=== Requirement ===
Copy the stretch from the line containing "point: bulbous rock" through the line containing "Target: bulbous rock formation", substituting "marker point" for "keypoint" and leaving everything else untouched.

[Named object pointing entries]
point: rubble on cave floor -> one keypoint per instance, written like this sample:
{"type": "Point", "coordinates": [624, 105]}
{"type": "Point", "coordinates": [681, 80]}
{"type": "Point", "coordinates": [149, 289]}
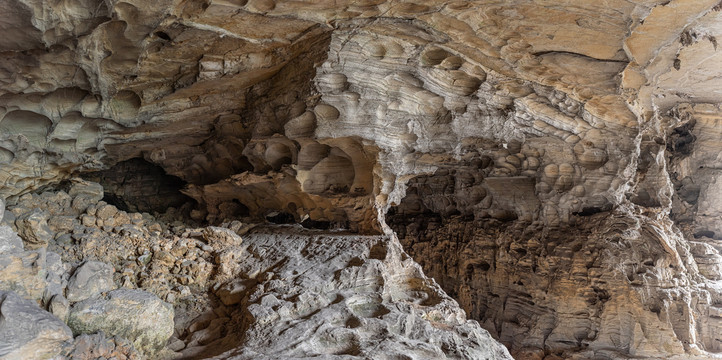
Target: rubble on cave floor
{"type": "Point", "coordinates": [119, 285]}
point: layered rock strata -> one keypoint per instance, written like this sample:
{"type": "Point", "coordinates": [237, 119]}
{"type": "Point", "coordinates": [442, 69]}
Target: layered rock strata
{"type": "Point", "coordinates": [553, 166]}
{"type": "Point", "coordinates": [143, 287]}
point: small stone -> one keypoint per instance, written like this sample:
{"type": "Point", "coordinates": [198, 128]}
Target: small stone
{"type": "Point", "coordinates": [90, 279]}
{"type": "Point", "coordinates": [27, 331]}
{"type": "Point", "coordinates": [33, 228]}
{"type": "Point", "coordinates": [60, 307]}
{"type": "Point", "coordinates": [132, 314]}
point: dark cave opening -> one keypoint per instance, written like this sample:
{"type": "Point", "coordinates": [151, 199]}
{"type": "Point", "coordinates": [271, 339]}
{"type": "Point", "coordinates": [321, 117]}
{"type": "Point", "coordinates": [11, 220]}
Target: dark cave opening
{"type": "Point", "coordinates": [137, 185]}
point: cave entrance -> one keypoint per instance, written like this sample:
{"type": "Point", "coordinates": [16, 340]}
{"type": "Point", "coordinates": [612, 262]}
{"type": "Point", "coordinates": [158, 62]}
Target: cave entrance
{"type": "Point", "coordinates": [137, 185]}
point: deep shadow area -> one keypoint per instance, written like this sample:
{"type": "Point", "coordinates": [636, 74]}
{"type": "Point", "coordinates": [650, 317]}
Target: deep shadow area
{"type": "Point", "coordinates": [136, 185]}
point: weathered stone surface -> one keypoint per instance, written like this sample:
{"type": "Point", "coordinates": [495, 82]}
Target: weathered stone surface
{"type": "Point", "coordinates": [88, 280]}
{"type": "Point", "coordinates": [27, 331]}
{"type": "Point", "coordinates": [552, 164]}
{"type": "Point", "coordinates": [98, 346]}
{"type": "Point", "coordinates": [336, 296]}
{"type": "Point", "coordinates": [132, 314]}
{"type": "Point", "coordinates": [23, 272]}
{"type": "Point", "coordinates": [33, 228]}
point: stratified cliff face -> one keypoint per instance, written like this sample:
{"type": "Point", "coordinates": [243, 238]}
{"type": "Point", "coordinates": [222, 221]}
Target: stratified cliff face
{"type": "Point", "coordinates": [552, 165]}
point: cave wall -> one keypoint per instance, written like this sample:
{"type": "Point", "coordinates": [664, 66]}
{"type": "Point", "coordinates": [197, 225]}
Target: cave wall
{"type": "Point", "coordinates": [551, 165]}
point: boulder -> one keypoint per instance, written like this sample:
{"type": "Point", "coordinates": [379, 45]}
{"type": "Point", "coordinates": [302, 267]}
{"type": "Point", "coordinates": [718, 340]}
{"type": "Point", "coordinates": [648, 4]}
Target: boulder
{"type": "Point", "coordinates": [133, 314]}
{"type": "Point", "coordinates": [33, 228]}
{"type": "Point", "coordinates": [27, 331]}
{"type": "Point", "coordinates": [90, 279]}
{"type": "Point", "coordinates": [21, 271]}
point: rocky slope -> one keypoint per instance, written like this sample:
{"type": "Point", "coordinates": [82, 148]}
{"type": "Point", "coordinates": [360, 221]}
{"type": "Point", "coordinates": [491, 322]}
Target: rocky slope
{"type": "Point", "coordinates": [553, 165]}
{"type": "Point", "coordinates": [168, 290]}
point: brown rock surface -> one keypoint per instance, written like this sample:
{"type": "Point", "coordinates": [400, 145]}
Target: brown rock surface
{"type": "Point", "coordinates": [553, 165]}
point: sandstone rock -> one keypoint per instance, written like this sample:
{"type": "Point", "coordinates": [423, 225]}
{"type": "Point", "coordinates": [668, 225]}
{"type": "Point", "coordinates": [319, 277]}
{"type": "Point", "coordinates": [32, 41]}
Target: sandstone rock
{"type": "Point", "coordinates": [89, 280]}
{"type": "Point", "coordinates": [345, 297]}
{"type": "Point", "coordinates": [554, 172]}
{"type": "Point", "coordinates": [98, 346]}
{"type": "Point", "coordinates": [10, 242]}
{"type": "Point", "coordinates": [132, 314]}
{"type": "Point", "coordinates": [33, 228]}
{"type": "Point", "coordinates": [28, 332]}
{"type": "Point", "coordinates": [21, 271]}
{"type": "Point", "coordinates": [220, 238]}
{"type": "Point", "coordinates": [60, 307]}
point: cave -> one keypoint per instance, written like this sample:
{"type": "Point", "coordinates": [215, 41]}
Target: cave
{"type": "Point", "coordinates": [360, 180]}
{"type": "Point", "coordinates": [136, 185]}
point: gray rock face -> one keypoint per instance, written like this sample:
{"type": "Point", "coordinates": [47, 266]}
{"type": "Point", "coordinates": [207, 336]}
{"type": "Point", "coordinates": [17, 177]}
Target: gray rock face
{"type": "Point", "coordinates": [90, 279]}
{"type": "Point", "coordinates": [132, 314]}
{"type": "Point", "coordinates": [27, 331]}
{"type": "Point", "coordinates": [553, 164]}
{"type": "Point", "coordinates": [33, 228]}
{"type": "Point", "coordinates": [98, 346]}
{"type": "Point", "coordinates": [10, 242]}
{"type": "Point", "coordinates": [23, 272]}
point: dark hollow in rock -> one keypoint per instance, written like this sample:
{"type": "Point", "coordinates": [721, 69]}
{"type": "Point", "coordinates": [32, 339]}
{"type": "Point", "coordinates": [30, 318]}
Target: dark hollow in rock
{"type": "Point", "coordinates": [137, 185]}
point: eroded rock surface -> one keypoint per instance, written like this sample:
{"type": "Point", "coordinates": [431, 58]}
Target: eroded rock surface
{"type": "Point", "coordinates": [552, 165]}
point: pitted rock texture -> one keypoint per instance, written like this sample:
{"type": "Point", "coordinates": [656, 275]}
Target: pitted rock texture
{"type": "Point", "coordinates": [239, 291]}
{"type": "Point", "coordinates": [557, 159]}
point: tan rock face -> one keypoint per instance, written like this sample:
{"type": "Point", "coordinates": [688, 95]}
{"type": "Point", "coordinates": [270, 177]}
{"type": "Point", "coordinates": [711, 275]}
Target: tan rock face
{"type": "Point", "coordinates": [551, 164]}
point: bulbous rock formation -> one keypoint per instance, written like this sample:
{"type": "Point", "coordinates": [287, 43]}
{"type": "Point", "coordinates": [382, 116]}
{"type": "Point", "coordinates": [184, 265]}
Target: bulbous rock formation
{"type": "Point", "coordinates": [553, 166]}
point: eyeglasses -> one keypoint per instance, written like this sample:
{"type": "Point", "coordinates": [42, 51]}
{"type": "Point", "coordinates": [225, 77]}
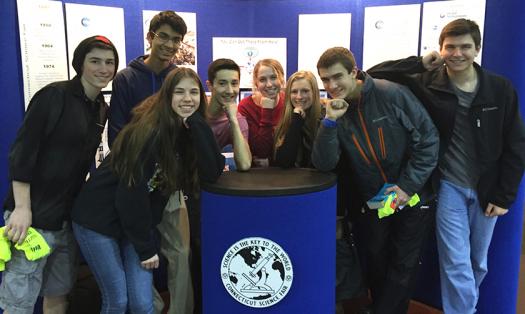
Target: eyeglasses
{"type": "Point", "coordinates": [164, 38]}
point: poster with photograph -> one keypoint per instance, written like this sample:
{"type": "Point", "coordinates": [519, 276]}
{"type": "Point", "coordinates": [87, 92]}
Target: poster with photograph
{"type": "Point", "coordinates": [246, 52]}
{"type": "Point", "coordinates": [83, 21]}
{"type": "Point", "coordinates": [42, 44]}
{"type": "Point", "coordinates": [437, 14]}
{"type": "Point", "coordinates": [313, 39]}
{"type": "Point", "coordinates": [391, 32]}
{"type": "Point", "coordinates": [187, 54]}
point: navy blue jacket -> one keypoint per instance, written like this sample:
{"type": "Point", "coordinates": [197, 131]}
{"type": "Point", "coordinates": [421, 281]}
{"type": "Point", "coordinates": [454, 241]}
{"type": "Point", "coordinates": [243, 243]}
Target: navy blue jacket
{"type": "Point", "coordinates": [130, 87]}
{"type": "Point", "coordinates": [495, 117]}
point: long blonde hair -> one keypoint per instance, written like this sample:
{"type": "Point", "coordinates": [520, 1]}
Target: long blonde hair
{"type": "Point", "coordinates": [312, 114]}
{"type": "Point", "coordinates": [155, 123]}
{"type": "Point", "coordinates": [271, 63]}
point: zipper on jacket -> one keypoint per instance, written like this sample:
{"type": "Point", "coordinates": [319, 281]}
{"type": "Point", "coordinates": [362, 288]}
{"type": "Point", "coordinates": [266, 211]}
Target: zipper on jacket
{"type": "Point", "coordinates": [382, 142]}
{"type": "Point", "coordinates": [370, 147]}
{"type": "Point", "coordinates": [360, 149]}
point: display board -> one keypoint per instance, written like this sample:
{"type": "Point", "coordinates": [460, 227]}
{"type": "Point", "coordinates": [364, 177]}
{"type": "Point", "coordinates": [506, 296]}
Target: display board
{"type": "Point", "coordinates": [246, 52]}
{"type": "Point", "coordinates": [314, 38]}
{"type": "Point", "coordinates": [391, 32]}
{"type": "Point", "coordinates": [42, 44]}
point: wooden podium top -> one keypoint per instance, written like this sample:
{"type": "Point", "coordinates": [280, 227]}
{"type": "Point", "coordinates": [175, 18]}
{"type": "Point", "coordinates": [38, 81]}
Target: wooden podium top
{"type": "Point", "coordinates": [271, 182]}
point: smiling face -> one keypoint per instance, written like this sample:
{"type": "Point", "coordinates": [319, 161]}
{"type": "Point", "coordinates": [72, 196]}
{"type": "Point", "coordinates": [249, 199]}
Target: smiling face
{"type": "Point", "coordinates": [301, 94]}
{"type": "Point", "coordinates": [164, 43]}
{"type": "Point", "coordinates": [97, 70]}
{"type": "Point", "coordinates": [338, 82]}
{"type": "Point", "coordinates": [225, 86]}
{"type": "Point", "coordinates": [267, 82]}
{"type": "Point", "coordinates": [186, 97]}
{"type": "Point", "coordinates": [459, 53]}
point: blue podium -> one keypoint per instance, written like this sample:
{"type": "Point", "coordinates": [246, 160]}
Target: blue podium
{"type": "Point", "coordinates": [268, 242]}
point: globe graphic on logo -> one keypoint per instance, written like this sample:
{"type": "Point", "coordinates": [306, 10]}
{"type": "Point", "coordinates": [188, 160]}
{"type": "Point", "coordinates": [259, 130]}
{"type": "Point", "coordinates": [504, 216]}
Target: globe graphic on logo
{"type": "Point", "coordinates": [261, 272]}
{"type": "Point", "coordinates": [257, 275]}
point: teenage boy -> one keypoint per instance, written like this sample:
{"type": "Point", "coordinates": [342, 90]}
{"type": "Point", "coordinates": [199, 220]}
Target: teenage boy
{"type": "Point", "coordinates": [48, 163]}
{"type": "Point", "coordinates": [228, 126]}
{"type": "Point", "coordinates": [482, 153]}
{"type": "Point", "coordinates": [142, 78]}
{"type": "Point", "coordinates": [387, 137]}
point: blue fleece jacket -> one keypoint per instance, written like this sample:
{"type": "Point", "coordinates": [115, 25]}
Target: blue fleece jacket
{"type": "Point", "coordinates": [130, 87]}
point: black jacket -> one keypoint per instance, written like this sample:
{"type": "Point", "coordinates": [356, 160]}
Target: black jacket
{"type": "Point", "coordinates": [54, 150]}
{"type": "Point", "coordinates": [494, 114]}
{"type": "Point", "coordinates": [390, 127]}
{"type": "Point", "coordinates": [111, 207]}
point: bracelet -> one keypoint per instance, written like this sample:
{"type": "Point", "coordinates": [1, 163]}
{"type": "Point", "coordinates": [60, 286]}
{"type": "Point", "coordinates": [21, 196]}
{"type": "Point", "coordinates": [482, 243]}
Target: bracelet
{"type": "Point", "coordinates": [327, 123]}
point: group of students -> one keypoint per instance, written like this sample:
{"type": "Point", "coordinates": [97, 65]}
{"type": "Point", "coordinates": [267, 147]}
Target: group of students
{"type": "Point", "coordinates": [451, 130]}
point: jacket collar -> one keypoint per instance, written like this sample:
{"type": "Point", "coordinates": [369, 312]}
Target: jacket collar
{"type": "Point", "coordinates": [441, 82]}
{"type": "Point", "coordinates": [77, 89]}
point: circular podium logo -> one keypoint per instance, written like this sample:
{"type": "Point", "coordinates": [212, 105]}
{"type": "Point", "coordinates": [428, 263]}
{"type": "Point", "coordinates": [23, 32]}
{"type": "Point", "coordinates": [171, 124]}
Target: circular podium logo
{"type": "Point", "coordinates": [256, 272]}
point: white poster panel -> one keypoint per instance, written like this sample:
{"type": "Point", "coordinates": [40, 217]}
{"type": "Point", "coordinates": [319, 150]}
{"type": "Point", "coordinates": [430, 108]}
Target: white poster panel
{"type": "Point", "coordinates": [89, 20]}
{"type": "Point", "coordinates": [437, 14]}
{"type": "Point", "coordinates": [314, 38]}
{"type": "Point", "coordinates": [42, 44]}
{"type": "Point", "coordinates": [187, 54]}
{"type": "Point", "coordinates": [246, 52]}
{"type": "Point", "coordinates": [391, 32]}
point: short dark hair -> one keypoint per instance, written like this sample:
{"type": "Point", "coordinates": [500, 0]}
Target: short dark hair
{"type": "Point", "coordinates": [461, 27]}
{"type": "Point", "coordinates": [222, 64]}
{"type": "Point", "coordinates": [337, 55]}
{"type": "Point", "coordinates": [85, 47]}
{"type": "Point", "coordinates": [170, 18]}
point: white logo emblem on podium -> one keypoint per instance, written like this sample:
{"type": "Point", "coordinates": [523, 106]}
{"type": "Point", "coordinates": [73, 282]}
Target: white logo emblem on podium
{"type": "Point", "coordinates": [256, 272]}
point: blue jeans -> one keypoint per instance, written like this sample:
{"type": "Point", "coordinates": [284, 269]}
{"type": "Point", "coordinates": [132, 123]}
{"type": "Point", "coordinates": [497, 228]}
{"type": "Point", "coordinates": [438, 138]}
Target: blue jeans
{"type": "Point", "coordinates": [463, 237]}
{"type": "Point", "coordinates": [123, 282]}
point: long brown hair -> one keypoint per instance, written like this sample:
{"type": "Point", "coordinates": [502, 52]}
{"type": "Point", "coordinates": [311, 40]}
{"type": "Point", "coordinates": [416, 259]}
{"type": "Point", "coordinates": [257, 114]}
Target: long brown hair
{"type": "Point", "coordinates": [312, 114]}
{"type": "Point", "coordinates": [155, 123]}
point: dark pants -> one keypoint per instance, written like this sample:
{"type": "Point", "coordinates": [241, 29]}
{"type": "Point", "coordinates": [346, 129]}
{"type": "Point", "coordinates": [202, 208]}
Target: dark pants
{"type": "Point", "coordinates": [392, 252]}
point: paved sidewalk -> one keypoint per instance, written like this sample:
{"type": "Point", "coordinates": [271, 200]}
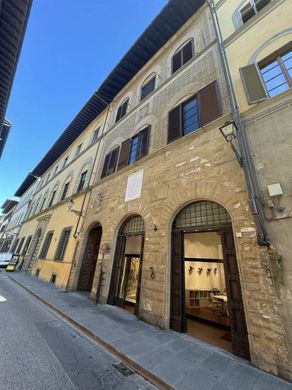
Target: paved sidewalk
{"type": "Point", "coordinates": [179, 360]}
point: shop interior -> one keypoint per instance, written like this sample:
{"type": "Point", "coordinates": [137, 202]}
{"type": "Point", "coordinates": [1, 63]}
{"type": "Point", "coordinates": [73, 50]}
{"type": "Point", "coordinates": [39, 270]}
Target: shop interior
{"type": "Point", "coordinates": [206, 302]}
{"type": "Point", "coordinates": [130, 272]}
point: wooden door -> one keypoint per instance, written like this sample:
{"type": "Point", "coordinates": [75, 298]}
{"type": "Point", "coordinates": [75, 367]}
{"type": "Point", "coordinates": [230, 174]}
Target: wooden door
{"type": "Point", "coordinates": [113, 298]}
{"type": "Point", "coordinates": [89, 261]}
{"type": "Point", "coordinates": [136, 312]}
{"type": "Point", "coordinates": [177, 301]}
{"type": "Point", "coordinates": [239, 336]}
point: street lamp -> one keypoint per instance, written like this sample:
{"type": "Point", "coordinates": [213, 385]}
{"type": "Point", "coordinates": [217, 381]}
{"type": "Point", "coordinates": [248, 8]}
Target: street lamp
{"type": "Point", "coordinates": [70, 205]}
{"type": "Point", "coordinates": [228, 130]}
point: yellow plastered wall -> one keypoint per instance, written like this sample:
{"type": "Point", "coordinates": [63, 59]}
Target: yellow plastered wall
{"type": "Point", "coordinates": [247, 40]}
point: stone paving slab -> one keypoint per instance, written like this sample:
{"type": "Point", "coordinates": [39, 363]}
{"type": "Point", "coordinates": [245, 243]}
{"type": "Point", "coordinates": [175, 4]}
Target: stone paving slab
{"type": "Point", "coordinates": [181, 361]}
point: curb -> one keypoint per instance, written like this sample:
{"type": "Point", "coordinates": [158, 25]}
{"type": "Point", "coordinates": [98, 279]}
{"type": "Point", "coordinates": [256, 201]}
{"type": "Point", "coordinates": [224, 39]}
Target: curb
{"type": "Point", "coordinates": [149, 376]}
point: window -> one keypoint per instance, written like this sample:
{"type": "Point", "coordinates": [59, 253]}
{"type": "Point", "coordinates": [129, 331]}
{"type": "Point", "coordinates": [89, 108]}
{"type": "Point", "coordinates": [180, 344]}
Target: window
{"type": "Point", "coordinates": [43, 203]}
{"type": "Point", "coordinates": [78, 150]}
{"type": "Point", "coordinates": [63, 244]}
{"type": "Point", "coordinates": [110, 162]}
{"type": "Point", "coordinates": [52, 197]}
{"type": "Point", "coordinates": [26, 246]}
{"type": "Point", "coordinates": [190, 115]}
{"type": "Point", "coordinates": [65, 161]}
{"type": "Point", "coordinates": [82, 181]}
{"type": "Point", "coordinates": [46, 245]}
{"type": "Point", "coordinates": [270, 77]}
{"type": "Point", "coordinates": [277, 74]}
{"type": "Point", "coordinates": [252, 8]}
{"type": "Point", "coordinates": [135, 148]}
{"type": "Point", "coordinates": [65, 190]}
{"type": "Point", "coordinates": [122, 110]}
{"type": "Point", "coordinates": [148, 88]}
{"type": "Point", "coordinates": [95, 135]}
{"type": "Point", "coordinates": [182, 56]}
{"type": "Point", "coordinates": [20, 245]}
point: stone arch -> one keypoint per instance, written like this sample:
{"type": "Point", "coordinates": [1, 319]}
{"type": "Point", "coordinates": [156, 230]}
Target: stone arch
{"type": "Point", "coordinates": [207, 220]}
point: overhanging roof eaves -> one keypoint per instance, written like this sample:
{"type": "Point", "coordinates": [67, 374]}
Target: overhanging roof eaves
{"type": "Point", "coordinates": [13, 20]}
{"type": "Point", "coordinates": [175, 14]}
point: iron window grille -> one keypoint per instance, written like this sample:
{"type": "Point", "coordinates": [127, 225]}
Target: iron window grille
{"type": "Point", "coordinates": [134, 225]}
{"type": "Point", "coordinates": [201, 214]}
{"type": "Point", "coordinates": [62, 245]}
{"type": "Point", "coordinates": [148, 88]}
{"type": "Point", "coordinates": [277, 74]}
{"type": "Point", "coordinates": [46, 245]}
{"type": "Point", "coordinates": [252, 8]}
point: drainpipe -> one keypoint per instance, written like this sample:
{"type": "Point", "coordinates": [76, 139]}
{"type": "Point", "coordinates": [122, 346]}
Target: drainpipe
{"type": "Point", "coordinates": [254, 194]}
{"type": "Point", "coordinates": [88, 188]}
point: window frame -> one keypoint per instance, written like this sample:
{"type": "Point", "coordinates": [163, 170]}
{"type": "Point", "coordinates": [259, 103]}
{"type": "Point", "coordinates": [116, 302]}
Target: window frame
{"type": "Point", "coordinates": [180, 51]}
{"type": "Point", "coordinates": [277, 58]}
{"type": "Point", "coordinates": [46, 245]}
{"type": "Point", "coordinates": [82, 182]}
{"type": "Point", "coordinates": [63, 244]}
{"type": "Point", "coordinates": [145, 85]}
{"type": "Point", "coordinates": [122, 109]}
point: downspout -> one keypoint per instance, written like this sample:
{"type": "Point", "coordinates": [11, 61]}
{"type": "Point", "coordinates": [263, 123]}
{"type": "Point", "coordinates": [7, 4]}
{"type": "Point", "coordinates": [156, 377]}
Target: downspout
{"type": "Point", "coordinates": [88, 188]}
{"type": "Point", "coordinates": [254, 194]}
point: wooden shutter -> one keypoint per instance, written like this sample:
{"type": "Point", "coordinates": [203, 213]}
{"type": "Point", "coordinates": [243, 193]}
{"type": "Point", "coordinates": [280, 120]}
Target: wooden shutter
{"type": "Point", "coordinates": [113, 161]}
{"type": "Point", "coordinates": [174, 124]}
{"type": "Point", "coordinates": [117, 264]}
{"type": "Point", "coordinates": [105, 165]}
{"type": "Point", "coordinates": [239, 336]}
{"type": "Point", "coordinates": [187, 52]}
{"type": "Point", "coordinates": [143, 146]}
{"type": "Point", "coordinates": [176, 61]}
{"type": "Point", "coordinates": [209, 104]}
{"type": "Point", "coordinates": [177, 300]}
{"type": "Point", "coordinates": [124, 154]}
{"type": "Point", "coordinates": [253, 84]}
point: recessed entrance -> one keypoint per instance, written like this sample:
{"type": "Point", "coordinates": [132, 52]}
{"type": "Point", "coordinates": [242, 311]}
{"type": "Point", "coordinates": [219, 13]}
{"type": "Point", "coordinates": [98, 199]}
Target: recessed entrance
{"type": "Point", "coordinates": [89, 260]}
{"type": "Point", "coordinates": [206, 300]}
{"type": "Point", "coordinates": [126, 274]}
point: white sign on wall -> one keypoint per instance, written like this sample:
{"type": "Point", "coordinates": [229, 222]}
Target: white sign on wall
{"type": "Point", "coordinates": [134, 186]}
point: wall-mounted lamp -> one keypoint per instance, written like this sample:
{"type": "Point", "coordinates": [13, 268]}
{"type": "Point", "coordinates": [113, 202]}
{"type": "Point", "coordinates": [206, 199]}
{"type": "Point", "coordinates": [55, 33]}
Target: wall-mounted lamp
{"type": "Point", "coordinates": [70, 205]}
{"type": "Point", "coordinates": [228, 130]}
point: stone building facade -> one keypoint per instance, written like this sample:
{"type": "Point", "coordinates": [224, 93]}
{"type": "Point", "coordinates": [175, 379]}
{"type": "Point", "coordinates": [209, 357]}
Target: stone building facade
{"type": "Point", "coordinates": [152, 183]}
{"type": "Point", "coordinates": [259, 38]}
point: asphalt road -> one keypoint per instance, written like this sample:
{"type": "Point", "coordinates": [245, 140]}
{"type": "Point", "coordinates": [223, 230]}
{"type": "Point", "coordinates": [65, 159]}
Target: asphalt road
{"type": "Point", "coordinates": [39, 350]}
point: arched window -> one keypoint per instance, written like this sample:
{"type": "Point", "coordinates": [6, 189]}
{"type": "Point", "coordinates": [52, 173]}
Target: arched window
{"type": "Point", "coordinates": [122, 110]}
{"type": "Point", "coordinates": [183, 55]}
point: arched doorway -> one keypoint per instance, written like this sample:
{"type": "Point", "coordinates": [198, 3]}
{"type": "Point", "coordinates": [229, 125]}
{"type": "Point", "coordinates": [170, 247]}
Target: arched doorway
{"type": "Point", "coordinates": [34, 248]}
{"type": "Point", "coordinates": [89, 259]}
{"type": "Point", "coordinates": [127, 267]}
{"type": "Point", "coordinates": [205, 286]}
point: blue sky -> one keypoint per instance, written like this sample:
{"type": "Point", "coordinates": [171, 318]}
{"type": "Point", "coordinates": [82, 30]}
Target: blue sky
{"type": "Point", "coordinates": [70, 47]}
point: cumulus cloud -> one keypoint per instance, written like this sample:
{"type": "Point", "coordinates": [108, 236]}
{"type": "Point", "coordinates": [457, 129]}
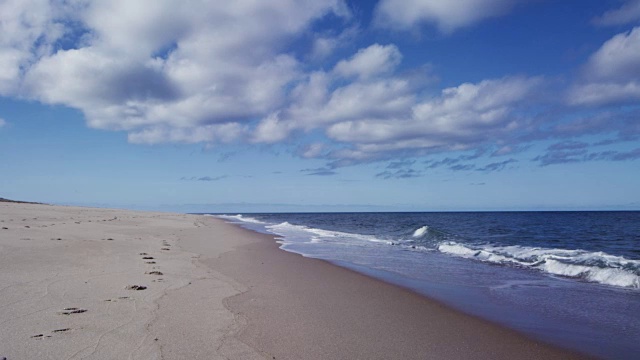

=== Result ===
point: bulbous rock formation -> one marker point per instance, written like this sample:
{"type": "Point", "coordinates": [287, 43]}
{"type": "Point", "coordinates": [382, 116]}
{"type": "Point", "coordinates": [184, 265]}
Target: bulbous rock formation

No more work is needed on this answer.